Image region outline records
● ● ● ● ●

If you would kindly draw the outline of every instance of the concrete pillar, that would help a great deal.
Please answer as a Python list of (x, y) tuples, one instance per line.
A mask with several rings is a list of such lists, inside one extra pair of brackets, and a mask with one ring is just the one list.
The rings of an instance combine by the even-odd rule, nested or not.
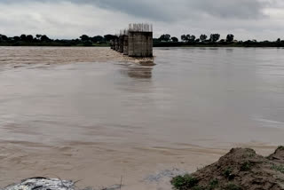
[(153, 57), (153, 32), (129, 32), (129, 56)]
[(123, 55), (128, 55), (128, 36), (123, 36)]
[(123, 36), (122, 36), (122, 35), (119, 36), (118, 41), (119, 41), (118, 51), (122, 53), (123, 52)]
[(115, 38), (115, 48), (114, 48), (114, 50), (115, 50), (116, 51), (118, 51), (118, 50), (119, 50), (119, 42), (118, 42), (118, 38)]

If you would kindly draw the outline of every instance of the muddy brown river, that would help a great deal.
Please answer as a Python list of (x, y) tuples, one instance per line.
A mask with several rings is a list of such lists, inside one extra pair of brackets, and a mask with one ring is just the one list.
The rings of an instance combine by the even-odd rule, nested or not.
[(284, 144), (284, 49), (0, 47), (0, 186), (170, 189), (233, 146)]

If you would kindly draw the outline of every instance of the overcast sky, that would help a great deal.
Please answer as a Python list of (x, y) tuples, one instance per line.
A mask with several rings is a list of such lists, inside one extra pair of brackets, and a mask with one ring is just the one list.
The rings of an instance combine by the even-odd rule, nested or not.
[(0, 34), (76, 38), (114, 34), (132, 22), (169, 33), (284, 39), (284, 0), (0, 0)]

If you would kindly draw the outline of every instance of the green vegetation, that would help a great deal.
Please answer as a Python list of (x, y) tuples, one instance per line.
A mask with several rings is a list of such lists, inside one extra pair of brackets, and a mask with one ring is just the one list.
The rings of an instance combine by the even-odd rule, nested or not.
[[(193, 187), (196, 187), (198, 179), (188, 174), (185, 176), (178, 176), (171, 180), (171, 184), (178, 190), (187, 190)], [(195, 188), (196, 189), (196, 188)]]
[[(194, 35), (182, 35), (181, 41), (169, 34), (154, 38), (154, 47), (284, 47), (284, 41), (278, 38), (275, 42), (256, 40), (237, 41), (229, 34), (225, 39), (220, 39), (219, 34), (209, 36), (202, 34), (199, 37)], [(0, 34), (0, 46), (109, 46), (110, 41), (115, 39), (113, 35), (89, 36), (83, 35), (76, 39), (51, 39), (46, 35), (20, 35), (8, 37)]]
[(251, 170), (252, 166), (253, 166), (253, 164), (249, 162), (243, 162), (241, 165), (241, 171), (248, 171)]
[[(154, 39), (154, 47), (284, 47), (284, 41), (278, 38), (275, 42), (256, 40), (237, 41), (234, 36), (229, 34), (225, 39), (220, 39), (219, 34), (211, 34), (209, 37), (204, 34), (197, 38), (194, 35), (182, 35), (178, 42), (176, 36), (162, 35), (159, 38)], [(178, 39), (178, 41), (177, 41)]]
[(275, 165), (273, 164), (272, 167), (272, 170), (280, 171), (284, 174), (284, 165)]
[(233, 178), (233, 175), (232, 174), (233, 169), (227, 168), (224, 170), (223, 175), (229, 180), (232, 180)]
[(224, 190), (242, 190), (240, 186), (234, 184), (228, 184)]
[(215, 178), (209, 182), (209, 185), (208, 186), (207, 189), (213, 190), (218, 186), (219, 186), (219, 181), (217, 178)]

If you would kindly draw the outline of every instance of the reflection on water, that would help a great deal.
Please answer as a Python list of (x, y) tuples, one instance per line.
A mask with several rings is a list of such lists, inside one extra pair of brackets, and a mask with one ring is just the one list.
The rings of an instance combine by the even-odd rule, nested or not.
[[(78, 50), (82, 54), (75, 57), (62, 54)], [(276, 121), (280, 125), (276, 129), (282, 129), (283, 49), (160, 48), (155, 49), (155, 66), (112, 59), (89, 62), (95, 59), (92, 51), (110, 52), (78, 50), (16, 49), (20, 55), (28, 53), (24, 59), (36, 64), (21, 64), (19, 56), (4, 58), (15, 53), (12, 48), (0, 50), (0, 85), (4, 89), (0, 91), (0, 123), (20, 131), (2, 127), (2, 139), (131, 141), (123, 135), (123, 128), (115, 128), (131, 126), (133, 139), (141, 138), (140, 143), (146, 143), (144, 138), (154, 144), (166, 141), (168, 146), (210, 146), (202, 141), (209, 139), (224, 145), (271, 142), (268, 130), (275, 143), (282, 142), (282, 131), (268, 126), (251, 131), (265, 126), (267, 123), (261, 121)], [(43, 63), (37, 58), (41, 51)], [(51, 65), (47, 65), (48, 59)], [(70, 63), (54, 64), (57, 59)], [(122, 136), (89, 137), (90, 126), (103, 126)]]
[(152, 78), (153, 67), (141, 66), (138, 64), (126, 64), (126, 69), (122, 69), (122, 75), (131, 78)]
[(283, 49), (154, 54), (143, 66), (106, 48), (0, 47), (0, 184), (35, 170), (106, 184), (122, 168), (138, 181), (235, 144), (284, 143)]

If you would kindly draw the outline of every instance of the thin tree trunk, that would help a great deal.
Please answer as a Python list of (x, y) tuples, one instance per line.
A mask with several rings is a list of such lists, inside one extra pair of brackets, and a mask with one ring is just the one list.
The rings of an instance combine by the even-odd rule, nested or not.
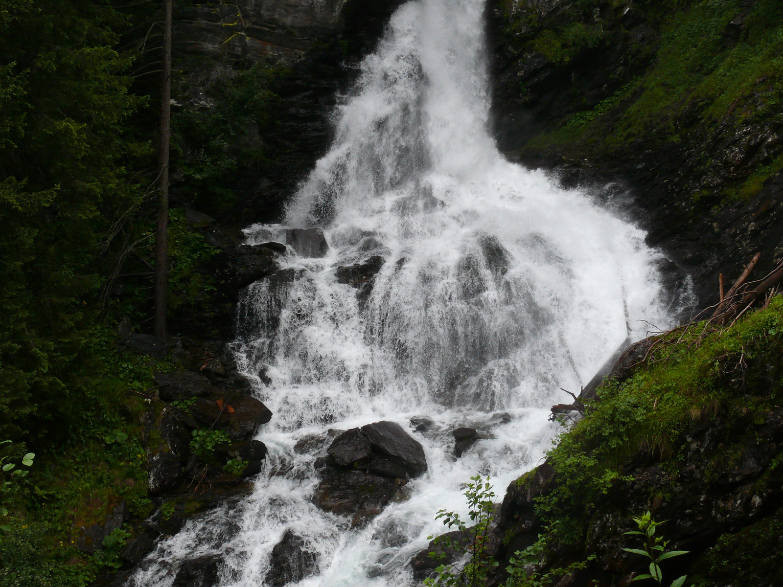
[(163, 84), (161, 92), (161, 208), (155, 229), (155, 336), (165, 339), (166, 290), (168, 287), (168, 146), (171, 138), (171, 2), (165, 5), (163, 37)]

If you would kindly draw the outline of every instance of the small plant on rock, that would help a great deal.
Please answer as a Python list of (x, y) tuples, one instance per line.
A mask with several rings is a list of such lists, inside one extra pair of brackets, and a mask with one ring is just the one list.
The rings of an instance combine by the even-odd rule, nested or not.
[[(9, 444), (10, 442), (11, 441), (9, 440), (2, 441), (0, 442), (0, 445)], [(27, 469), (22, 469), (17, 466), (17, 463), (11, 462), (10, 459), (13, 458), (12, 456), (7, 456), (0, 459), (0, 466), (2, 466), (2, 474), (0, 475), (0, 478), (2, 478), (2, 484), (0, 484), (0, 518), (4, 518), (9, 514), (8, 509), (2, 505), (2, 502), (5, 500), (7, 496), (13, 495), (19, 490), (22, 479), (27, 477), (27, 473), (29, 473)], [(34, 452), (28, 452), (22, 457), (21, 464), (27, 467), (32, 466), (34, 458)], [(9, 528), (8, 526), (2, 525), (0, 526), (0, 529), (7, 531)]]
[(241, 457), (237, 456), (236, 459), (229, 459), (226, 461), (226, 465), (223, 466), (223, 470), (229, 475), (239, 477), (247, 467), (247, 461), (244, 461)]
[(222, 430), (196, 429), (193, 431), (193, 437), (190, 448), (200, 456), (211, 455), (218, 445), (227, 445), (231, 441), (229, 435)]
[[(690, 550), (666, 550), (666, 546), (669, 545), (669, 541), (664, 540), (662, 536), (656, 536), (655, 530), (660, 526), (663, 522), (656, 522), (652, 519), (652, 516), (650, 512), (647, 512), (644, 516), (640, 517), (633, 518), (633, 521), (637, 523), (639, 527), (638, 531), (633, 531), (630, 532), (626, 532), (626, 535), (638, 535), (642, 537), (642, 546), (644, 549), (622, 549), (626, 553), (631, 553), (632, 554), (638, 554), (641, 556), (646, 556), (650, 560), (650, 573), (640, 574), (633, 578), (633, 581), (642, 581), (643, 579), (655, 579), (659, 585), (663, 585), (663, 574), (661, 572), (660, 563), (662, 560), (666, 560), (666, 559), (673, 558), (674, 556), (679, 556), (683, 554), (687, 554)], [(683, 584), (685, 582), (685, 578), (687, 575), (684, 574), (682, 577), (678, 577), (674, 579), (669, 585), (669, 587), (682, 587)]]
[[(480, 475), (471, 477), (472, 483), (468, 483), (464, 495), (467, 498), (468, 517), (474, 525), (468, 528), (467, 520), (460, 517), (460, 514), (441, 510), (435, 520), (443, 518), (443, 524), (449, 528), (456, 527), (460, 536), (454, 539), (447, 535), (435, 538), (435, 544), (442, 549), (453, 549), (467, 556), (463, 565), (464, 556), (449, 564), (442, 564), (435, 569), (435, 578), (424, 579), (428, 587), (448, 585), (449, 587), (478, 587), (486, 584), (489, 571), (497, 567), (494, 557), (488, 555), (488, 538), (489, 524), (492, 523), (495, 492), (489, 484), (489, 477), (482, 479)], [(432, 536), (429, 537), (431, 539)], [(431, 552), (429, 556), (442, 560), (445, 554)]]

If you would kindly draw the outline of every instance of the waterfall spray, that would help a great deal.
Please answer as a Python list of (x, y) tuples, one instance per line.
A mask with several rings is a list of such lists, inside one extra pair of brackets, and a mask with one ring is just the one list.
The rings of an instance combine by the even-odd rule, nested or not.
[[(443, 531), (438, 510), (464, 507), (460, 484), (481, 473), (502, 489), (534, 466), (557, 433), (558, 388), (643, 337), (642, 320), (667, 324), (644, 232), (497, 151), (484, 9), (409, 2), (362, 63), (287, 209), (287, 226), (324, 229), (329, 253), (288, 257), (289, 280), (256, 283), (240, 304), (237, 362), (275, 414), (258, 435), (265, 469), (251, 495), (163, 541), (129, 585), (168, 587), (183, 561), (218, 554), (220, 585), (265, 585), (286, 532), (314, 557), (302, 585), (414, 585), (407, 563)], [(370, 257), (384, 262), (357, 296), (337, 268)], [(411, 430), (413, 416), (431, 421), (413, 433), (429, 469), (399, 500), (361, 528), (313, 505), (326, 441), (308, 439), (379, 420)], [(457, 459), (460, 426), (485, 434)]]

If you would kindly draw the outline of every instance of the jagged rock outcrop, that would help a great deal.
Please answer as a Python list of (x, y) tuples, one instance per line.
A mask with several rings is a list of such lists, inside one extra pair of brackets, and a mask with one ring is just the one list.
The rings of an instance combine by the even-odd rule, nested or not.
[(717, 301), (719, 273), (738, 275), (760, 250), (760, 277), (783, 258), (779, 90), (737, 57), (772, 50), (769, 5), (489, 9), (495, 135), (511, 159), (556, 170), (566, 186), (630, 189), (648, 243), (673, 261), (665, 278), (690, 275), (701, 307)]
[(266, 583), (272, 587), (298, 583), (312, 574), (316, 560), (317, 556), (306, 549), (305, 541), (289, 530), (272, 549)]
[(427, 470), (421, 444), (395, 422), (375, 422), (334, 438), (313, 501), (360, 525), (380, 513), (409, 478)]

● ● ● ● ●

__Your task__. Please count the lines of the material above that contain the string "rock", matching case exactly, and give only the number.

__Answer for the task__. 2